== GIVEN PASSAGE ==
In the citation, the Ramon Magsaysay Award Foundation (RMAF) said the husband and wife tandem of Christopher Bernido and Maria Victoria Carpio-Bernido is recognized for “their purposeful commitment to both science and nation, ensuring innovative, low-cost, and effective basic education even under conditions of great scarcity and daunting poverty.”

Both coming from affluent families, the Bernidos completed their doctorate degrees in physics from the State University of New York. In the 1980s, they headed the National Institute of Physics at the University of the Philippines, where they were also recognized for excellence in teaching and research.

In 1999, the couple surprised their colleagues by relocating to the municipality of Jagna to run the crumbling Central Visayan Institute Foundation (CVIF) owned by Christopher’s aging mother.

The couple initially thought it more practical to shut down the school but they also saw the opportunity to come to terms with the problems of basic education in the country.

“For us, it has always been the bigger picture - the country. We both wanted to do something for the country,” Carpio-Bernido said

The Bernidos started the CVIF Dynamic Learning Program (DLP), which limits teacher participation by devoting seventy percent of class time to student activities with specific learning targets.

The program makes use of a parallel class scheme in which three classes are held simultaneously by a teacher and assisted by facilitators.

In the following years, the 500 students who attended the program showed significant improvements in their performance in national scholastic aptitude and university admissions tests. 

The school also attracted educators all over the country who wanted to learn about the program.

In 2008, the Bernidos launched the “Learning Physics as One Nation” project to address the shortage of qualified physics teachers in the country. The program, which was patterned after the DPL model, uses a portfolio of activities to be individually accomplished by students and is supplemented by weekly video-based lectures. Real time interaction through text messaging and electronic mail were also encouraged.

In Jagna, the Bernidos continue to hold regular workshops with the country’s top physics teachers, foreign scientists, even Nobel laureates as guest lecturers. They also continue to mentor young scientists from various Philippine universities.

The Ramon Magsaysay Award, established 1957, is considered the equivalent of the Nobel Prize in Asia. It was founded to celebrate the leadership example of the country’s third President and is conferred on individuals or organizations in Asia who have shown exemplary public service.

Magsaysay Foundation president Carmencita Abella said this year’s seven awardees are “remarkable individuals deeply engaged in reinventing the future for a better Asia, tapping into and strengthening the power of community.”

“Their concerns are clearly quite diverse...but there is one thing this year’s Magsaysay laureates share: a greatness of spirit which infuses their leadership for change. They all build collaboration and seek consensus whenever possible. They all refuse to give up, despite adversity and opposition,’ Abella said.

This year’s awards would be formally conferred in presentation ceremonies on August 31 at the Cultural Center of the Philippines.

Since 1958, the Philippines has had 42 Ramon Magsaysay laureates.
===
== EXCERPTED RECORDS ==
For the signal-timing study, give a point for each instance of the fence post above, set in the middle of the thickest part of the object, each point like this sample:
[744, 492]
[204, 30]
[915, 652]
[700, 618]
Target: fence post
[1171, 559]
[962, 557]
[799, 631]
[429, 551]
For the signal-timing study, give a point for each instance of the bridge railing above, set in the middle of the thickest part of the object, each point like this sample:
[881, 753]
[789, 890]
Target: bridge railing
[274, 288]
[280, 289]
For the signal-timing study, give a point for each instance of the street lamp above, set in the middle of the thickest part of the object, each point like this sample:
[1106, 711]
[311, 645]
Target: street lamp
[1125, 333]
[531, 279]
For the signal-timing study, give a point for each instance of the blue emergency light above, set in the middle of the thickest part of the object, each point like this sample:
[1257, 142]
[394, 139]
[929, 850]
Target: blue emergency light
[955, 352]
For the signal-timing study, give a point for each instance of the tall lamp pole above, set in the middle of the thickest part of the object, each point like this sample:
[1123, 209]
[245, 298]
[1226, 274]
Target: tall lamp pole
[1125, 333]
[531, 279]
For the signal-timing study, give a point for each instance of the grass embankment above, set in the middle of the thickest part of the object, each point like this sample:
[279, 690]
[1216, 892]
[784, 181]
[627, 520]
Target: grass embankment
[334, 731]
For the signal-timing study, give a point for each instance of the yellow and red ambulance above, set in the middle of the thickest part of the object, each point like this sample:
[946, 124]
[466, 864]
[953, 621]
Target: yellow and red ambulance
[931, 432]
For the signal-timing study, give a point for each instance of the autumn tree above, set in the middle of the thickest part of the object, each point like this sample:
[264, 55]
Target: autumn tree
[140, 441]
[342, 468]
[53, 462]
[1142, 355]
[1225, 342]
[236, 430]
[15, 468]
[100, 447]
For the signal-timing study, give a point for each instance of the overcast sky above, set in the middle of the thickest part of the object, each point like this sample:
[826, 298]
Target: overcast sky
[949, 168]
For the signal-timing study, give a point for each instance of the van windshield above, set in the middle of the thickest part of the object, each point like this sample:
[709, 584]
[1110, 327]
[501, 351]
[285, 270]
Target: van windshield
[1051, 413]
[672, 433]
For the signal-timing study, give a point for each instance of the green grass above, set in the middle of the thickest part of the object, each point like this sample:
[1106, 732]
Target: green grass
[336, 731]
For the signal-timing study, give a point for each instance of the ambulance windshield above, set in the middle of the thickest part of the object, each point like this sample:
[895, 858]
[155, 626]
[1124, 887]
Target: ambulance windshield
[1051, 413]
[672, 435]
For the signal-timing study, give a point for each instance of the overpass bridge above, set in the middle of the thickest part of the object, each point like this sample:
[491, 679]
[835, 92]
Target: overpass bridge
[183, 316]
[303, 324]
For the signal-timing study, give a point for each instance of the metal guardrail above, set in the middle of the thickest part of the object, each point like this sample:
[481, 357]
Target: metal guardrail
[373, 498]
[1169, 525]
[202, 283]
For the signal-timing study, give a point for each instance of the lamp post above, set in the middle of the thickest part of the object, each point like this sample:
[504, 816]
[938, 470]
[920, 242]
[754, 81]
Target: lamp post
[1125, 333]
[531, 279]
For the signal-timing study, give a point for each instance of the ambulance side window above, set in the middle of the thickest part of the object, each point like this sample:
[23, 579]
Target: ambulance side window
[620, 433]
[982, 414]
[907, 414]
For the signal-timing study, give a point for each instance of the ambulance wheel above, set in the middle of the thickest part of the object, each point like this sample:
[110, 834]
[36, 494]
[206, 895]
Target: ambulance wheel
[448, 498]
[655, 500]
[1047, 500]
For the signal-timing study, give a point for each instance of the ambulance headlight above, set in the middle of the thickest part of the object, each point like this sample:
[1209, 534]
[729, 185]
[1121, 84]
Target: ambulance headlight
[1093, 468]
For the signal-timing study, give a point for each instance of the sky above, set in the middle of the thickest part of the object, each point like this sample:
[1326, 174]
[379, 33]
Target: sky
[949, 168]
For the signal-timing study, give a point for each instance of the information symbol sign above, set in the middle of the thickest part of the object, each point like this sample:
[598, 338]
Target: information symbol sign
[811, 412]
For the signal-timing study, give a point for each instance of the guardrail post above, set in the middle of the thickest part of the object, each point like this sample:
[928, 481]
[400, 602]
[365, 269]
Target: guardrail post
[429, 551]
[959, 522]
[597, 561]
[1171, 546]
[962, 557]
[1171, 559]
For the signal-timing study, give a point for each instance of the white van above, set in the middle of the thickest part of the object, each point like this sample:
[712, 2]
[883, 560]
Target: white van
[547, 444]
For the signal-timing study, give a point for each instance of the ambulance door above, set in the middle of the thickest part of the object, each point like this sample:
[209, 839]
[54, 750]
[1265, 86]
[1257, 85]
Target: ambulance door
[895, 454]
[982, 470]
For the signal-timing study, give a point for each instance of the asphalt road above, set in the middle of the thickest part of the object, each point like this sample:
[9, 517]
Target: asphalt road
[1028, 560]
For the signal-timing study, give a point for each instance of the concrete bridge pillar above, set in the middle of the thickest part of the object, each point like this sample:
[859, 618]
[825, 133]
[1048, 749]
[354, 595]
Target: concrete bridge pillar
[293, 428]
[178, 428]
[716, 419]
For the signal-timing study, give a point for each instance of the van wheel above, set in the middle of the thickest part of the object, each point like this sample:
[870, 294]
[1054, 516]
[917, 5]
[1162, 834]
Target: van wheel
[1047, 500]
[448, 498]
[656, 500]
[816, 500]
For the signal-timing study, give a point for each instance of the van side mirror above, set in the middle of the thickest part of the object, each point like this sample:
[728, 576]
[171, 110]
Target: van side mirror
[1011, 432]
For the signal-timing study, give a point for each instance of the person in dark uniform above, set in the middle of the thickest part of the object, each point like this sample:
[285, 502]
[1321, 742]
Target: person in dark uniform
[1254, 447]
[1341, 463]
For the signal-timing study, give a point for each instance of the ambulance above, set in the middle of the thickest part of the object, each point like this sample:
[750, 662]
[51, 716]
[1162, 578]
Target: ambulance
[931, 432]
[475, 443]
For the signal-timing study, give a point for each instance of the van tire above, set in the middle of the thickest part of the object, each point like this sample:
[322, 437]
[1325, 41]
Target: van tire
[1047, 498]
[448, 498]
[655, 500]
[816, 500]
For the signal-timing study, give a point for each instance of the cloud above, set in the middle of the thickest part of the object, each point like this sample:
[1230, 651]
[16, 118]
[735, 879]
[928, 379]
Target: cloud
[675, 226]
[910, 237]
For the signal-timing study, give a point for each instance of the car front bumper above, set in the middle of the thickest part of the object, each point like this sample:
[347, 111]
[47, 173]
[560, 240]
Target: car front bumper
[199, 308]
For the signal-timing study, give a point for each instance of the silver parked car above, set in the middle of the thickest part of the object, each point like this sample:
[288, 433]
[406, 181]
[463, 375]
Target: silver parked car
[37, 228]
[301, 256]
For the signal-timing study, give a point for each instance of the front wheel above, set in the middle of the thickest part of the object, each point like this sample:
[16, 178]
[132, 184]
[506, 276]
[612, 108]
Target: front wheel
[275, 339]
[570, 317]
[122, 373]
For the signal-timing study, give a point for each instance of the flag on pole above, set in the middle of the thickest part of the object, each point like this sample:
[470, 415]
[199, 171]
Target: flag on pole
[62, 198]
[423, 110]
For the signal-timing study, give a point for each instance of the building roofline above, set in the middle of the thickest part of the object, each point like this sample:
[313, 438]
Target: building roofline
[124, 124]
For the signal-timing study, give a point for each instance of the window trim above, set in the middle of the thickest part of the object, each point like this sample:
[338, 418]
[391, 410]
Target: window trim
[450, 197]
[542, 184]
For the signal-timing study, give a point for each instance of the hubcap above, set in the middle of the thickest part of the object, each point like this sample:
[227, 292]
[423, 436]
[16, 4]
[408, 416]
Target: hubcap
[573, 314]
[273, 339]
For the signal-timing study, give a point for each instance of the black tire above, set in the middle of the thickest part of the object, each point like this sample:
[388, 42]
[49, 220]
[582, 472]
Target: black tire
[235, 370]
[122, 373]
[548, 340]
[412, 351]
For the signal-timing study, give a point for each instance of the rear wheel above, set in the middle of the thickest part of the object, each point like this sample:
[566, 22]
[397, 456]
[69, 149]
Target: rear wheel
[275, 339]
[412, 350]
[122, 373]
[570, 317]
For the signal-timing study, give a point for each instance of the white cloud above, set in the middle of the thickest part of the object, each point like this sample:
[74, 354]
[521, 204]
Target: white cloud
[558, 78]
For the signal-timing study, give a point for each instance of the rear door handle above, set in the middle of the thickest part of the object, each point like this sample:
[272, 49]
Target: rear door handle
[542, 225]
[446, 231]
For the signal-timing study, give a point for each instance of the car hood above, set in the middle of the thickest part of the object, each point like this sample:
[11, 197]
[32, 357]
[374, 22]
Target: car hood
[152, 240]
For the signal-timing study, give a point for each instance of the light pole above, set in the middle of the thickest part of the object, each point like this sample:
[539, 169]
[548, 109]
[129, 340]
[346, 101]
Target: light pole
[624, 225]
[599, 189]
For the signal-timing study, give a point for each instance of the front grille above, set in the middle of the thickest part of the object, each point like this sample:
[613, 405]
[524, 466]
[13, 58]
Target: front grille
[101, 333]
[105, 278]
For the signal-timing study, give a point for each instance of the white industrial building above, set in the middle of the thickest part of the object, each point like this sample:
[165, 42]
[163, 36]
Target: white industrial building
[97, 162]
===
• TO BE DONE:
• a. Reproduce the stretch of the article on the Bernidos from "In the following" through "were also encouraged.".
• b. According to the article on the Bernidos, what share of class time does the Dynamic Learning Program devote to student activities?
• c. Decide whether each statement agrees with the article on the Bernidos, answering yes or no and quoting the deciding words: (i) The Bernidos earned their doctorates in physics from the State University of New York. (ii) The Ramon Magsaysay Award was established in 1970. (iii) Under the parallel class scheme, one teacher holds three classes at the same time.
This data comes from a separate source.

• TASK-BY-TASK OUTPUTS:
• a.
In the following years, the 500 students who attended the program showed significant improvements in their performance in national scholastic aptitude and university admissions tests. 

The school also attracted educators all over the country who wanted to learn about the program.

In 2008, the Bernidos launched the “Learning Physics as One Nation” project to address the shortage of qualified physics teachers in the country. The program, which was patterned after the DPL model, uses a portfolio of activities to be individually accomplished by students and is supplemented by weekly video-based lectures. Real time interaction through text messaging and electronic mail were also encouraged.

• b. Seventy percent.

• c.
(i) Yes: "the Bernidos completed their doctorate degrees in physics from the State University of New York"
(ii) No: "The Ramon Magsaysay Award, established 1957"
(iii) Yes: "three classes are held simultaneously by a teacher and assisted by facilitators"